PROBLEM TO SOLVE
Could you quote, exactly as they stand, the lines running from the one with "Check that each instance of the passenger" to the final line of the material?

Labeled-object pointing entries
....................

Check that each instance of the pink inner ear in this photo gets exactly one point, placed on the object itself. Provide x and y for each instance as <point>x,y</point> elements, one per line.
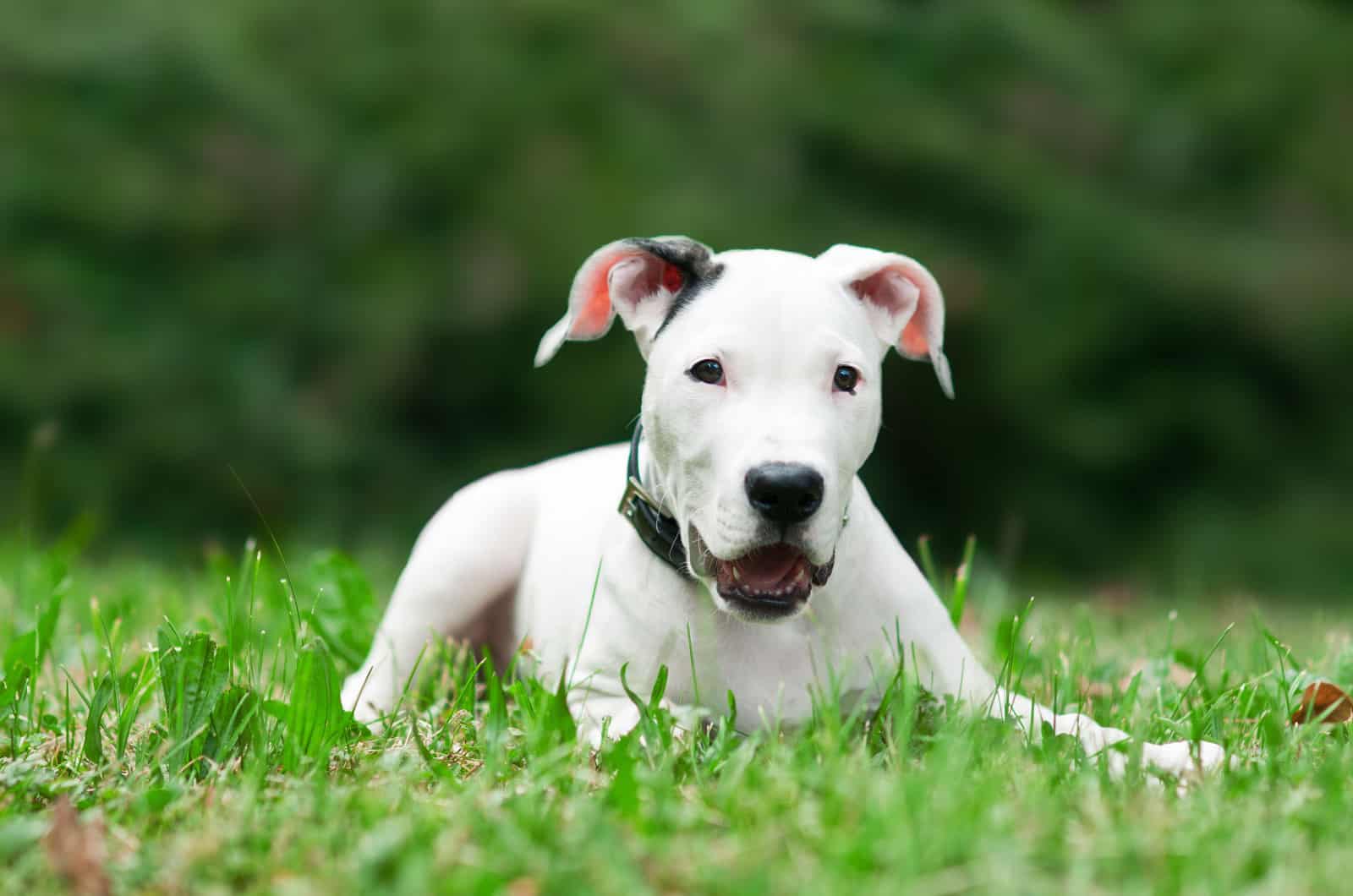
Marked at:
<point>594,315</point>
<point>597,308</point>
<point>915,341</point>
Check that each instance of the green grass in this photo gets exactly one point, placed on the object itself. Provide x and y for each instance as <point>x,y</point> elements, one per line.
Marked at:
<point>194,713</point>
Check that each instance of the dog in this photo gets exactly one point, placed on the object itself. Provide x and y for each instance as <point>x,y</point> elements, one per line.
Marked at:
<point>748,555</point>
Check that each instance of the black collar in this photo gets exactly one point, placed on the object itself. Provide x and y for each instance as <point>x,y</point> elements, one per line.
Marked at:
<point>660,533</point>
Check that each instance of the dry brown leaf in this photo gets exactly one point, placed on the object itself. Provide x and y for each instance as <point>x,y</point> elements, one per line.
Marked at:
<point>1326,702</point>
<point>76,850</point>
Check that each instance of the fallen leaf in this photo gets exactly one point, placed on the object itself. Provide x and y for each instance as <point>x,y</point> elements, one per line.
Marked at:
<point>1326,702</point>
<point>76,850</point>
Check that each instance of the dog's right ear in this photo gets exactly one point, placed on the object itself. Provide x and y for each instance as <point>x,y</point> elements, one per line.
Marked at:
<point>636,279</point>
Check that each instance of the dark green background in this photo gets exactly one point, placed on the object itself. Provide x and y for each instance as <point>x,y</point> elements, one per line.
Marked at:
<point>318,243</point>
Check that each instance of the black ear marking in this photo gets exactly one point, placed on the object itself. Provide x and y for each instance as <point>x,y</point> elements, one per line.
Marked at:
<point>694,261</point>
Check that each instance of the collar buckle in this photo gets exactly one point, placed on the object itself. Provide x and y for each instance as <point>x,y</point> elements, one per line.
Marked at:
<point>660,533</point>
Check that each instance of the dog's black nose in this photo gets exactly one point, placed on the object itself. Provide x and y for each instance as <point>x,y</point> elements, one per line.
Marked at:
<point>785,492</point>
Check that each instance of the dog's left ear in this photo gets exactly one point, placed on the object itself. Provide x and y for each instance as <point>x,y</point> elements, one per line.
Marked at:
<point>903,302</point>
<point>636,279</point>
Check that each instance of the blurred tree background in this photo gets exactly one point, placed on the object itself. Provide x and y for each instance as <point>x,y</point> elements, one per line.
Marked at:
<point>318,243</point>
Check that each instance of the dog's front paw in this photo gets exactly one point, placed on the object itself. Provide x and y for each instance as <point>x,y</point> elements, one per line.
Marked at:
<point>1181,762</point>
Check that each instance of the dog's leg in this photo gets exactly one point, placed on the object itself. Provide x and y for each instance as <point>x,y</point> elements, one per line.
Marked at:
<point>468,554</point>
<point>928,631</point>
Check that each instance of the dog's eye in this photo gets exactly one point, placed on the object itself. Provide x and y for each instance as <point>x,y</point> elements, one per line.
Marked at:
<point>708,371</point>
<point>846,380</point>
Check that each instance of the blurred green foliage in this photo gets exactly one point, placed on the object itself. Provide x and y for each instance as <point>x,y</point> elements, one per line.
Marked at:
<point>318,243</point>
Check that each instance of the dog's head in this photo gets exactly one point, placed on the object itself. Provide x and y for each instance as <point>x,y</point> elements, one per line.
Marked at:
<point>762,396</point>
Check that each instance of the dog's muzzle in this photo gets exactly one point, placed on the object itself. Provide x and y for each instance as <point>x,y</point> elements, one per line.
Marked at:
<point>768,582</point>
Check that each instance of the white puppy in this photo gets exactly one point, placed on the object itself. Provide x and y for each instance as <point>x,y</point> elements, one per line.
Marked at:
<point>748,555</point>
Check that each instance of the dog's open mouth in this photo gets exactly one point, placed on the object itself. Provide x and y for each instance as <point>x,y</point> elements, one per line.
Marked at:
<point>771,581</point>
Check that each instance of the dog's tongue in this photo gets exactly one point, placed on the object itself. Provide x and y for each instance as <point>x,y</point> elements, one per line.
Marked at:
<point>764,567</point>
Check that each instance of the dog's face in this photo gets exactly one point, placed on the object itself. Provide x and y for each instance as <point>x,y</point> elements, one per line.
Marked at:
<point>762,396</point>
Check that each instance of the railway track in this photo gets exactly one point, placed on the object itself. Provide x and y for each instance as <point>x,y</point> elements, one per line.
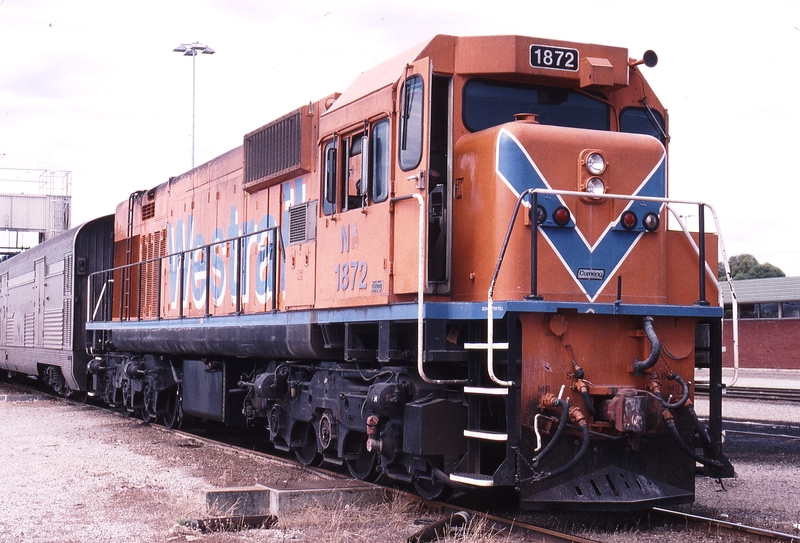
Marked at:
<point>494,523</point>
<point>754,393</point>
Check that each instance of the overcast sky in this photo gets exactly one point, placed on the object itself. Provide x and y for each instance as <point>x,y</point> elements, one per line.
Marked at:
<point>93,87</point>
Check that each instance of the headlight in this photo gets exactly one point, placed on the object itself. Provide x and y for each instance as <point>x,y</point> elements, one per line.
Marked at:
<point>595,163</point>
<point>595,185</point>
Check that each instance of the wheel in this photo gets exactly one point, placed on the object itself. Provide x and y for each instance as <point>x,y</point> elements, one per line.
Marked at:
<point>148,413</point>
<point>307,452</point>
<point>173,418</point>
<point>361,463</point>
<point>432,489</point>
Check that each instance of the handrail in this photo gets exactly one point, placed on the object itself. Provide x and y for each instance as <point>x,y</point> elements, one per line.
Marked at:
<point>704,268</point>
<point>180,255</point>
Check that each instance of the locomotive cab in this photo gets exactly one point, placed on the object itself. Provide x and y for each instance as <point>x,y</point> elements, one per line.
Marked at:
<point>457,273</point>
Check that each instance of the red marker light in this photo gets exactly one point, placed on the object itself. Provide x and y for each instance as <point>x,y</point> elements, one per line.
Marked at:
<point>629,220</point>
<point>651,222</point>
<point>561,216</point>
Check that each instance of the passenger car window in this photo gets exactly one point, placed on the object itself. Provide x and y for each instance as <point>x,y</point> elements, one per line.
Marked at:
<point>491,103</point>
<point>379,154</point>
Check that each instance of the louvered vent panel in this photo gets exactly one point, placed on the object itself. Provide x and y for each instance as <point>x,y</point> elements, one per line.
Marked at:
<point>53,328</point>
<point>68,275</point>
<point>303,222</point>
<point>10,329</point>
<point>278,151</point>
<point>67,339</point>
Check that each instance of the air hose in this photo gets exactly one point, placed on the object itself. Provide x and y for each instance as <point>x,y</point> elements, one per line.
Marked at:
<point>639,367</point>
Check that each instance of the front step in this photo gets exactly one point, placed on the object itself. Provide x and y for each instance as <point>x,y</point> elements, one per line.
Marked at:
<point>486,436</point>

....................

COMPLETE RESPONSE
Check that each instance of the passenger car window in this photo gets exactly one point, placed on the object itself. Provide x and y for each instance as <point>x,y</point> elements, one per line.
Marked at:
<point>491,103</point>
<point>379,154</point>
Check that each instance of the louvered vent panel in this photo gets exactly one point, placed on the object itself. Provide x and y for each instance as <point>x,y</point> elements, one per line.
Marked at:
<point>53,328</point>
<point>68,275</point>
<point>303,222</point>
<point>10,329</point>
<point>278,151</point>
<point>67,339</point>
Check that each instance of the air hose in this photo gets exactly one point, placed on the object itself. Provide x and y for each instance as <point>x,y</point> elements, one per line.
Marked at:
<point>639,367</point>
Check that each instance of the front step in this photo gets exactly one point, placed on the object itself. Provide x and y for each instance as <point>x,y</point> elements, one per line.
Marked at:
<point>486,436</point>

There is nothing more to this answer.